Return every line in the listing below that contains the word "query".

□ □ □ □ □ □ □

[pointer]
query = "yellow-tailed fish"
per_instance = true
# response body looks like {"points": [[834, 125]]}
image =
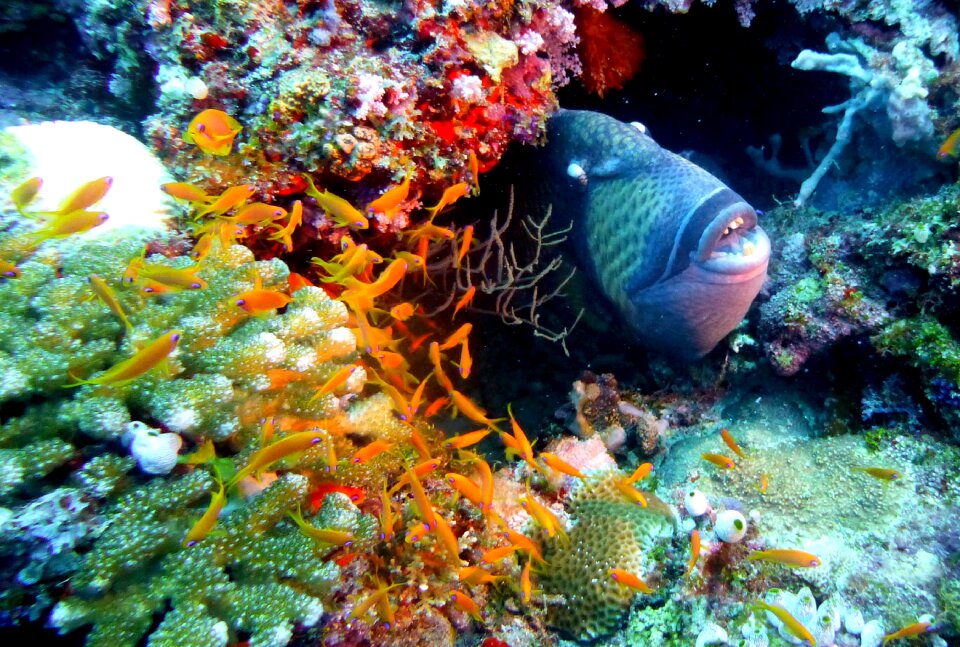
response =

□ □ □ □ □ □ □

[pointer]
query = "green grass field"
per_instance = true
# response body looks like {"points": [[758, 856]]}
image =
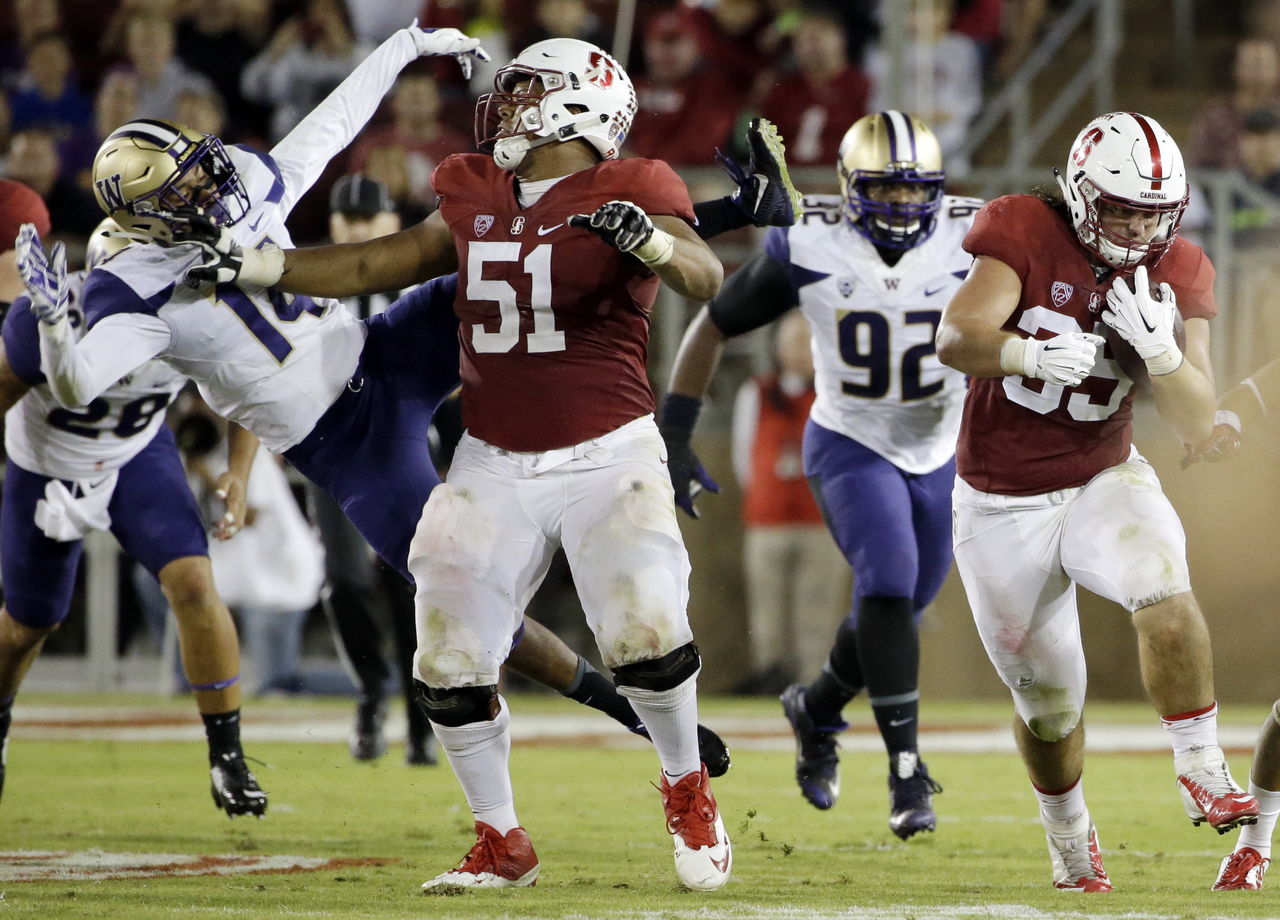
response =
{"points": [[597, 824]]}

□ □ □ □ □ □ □

## [FULL OUTPUT]
query = "yellow-tailed fish"
query = "green grass field"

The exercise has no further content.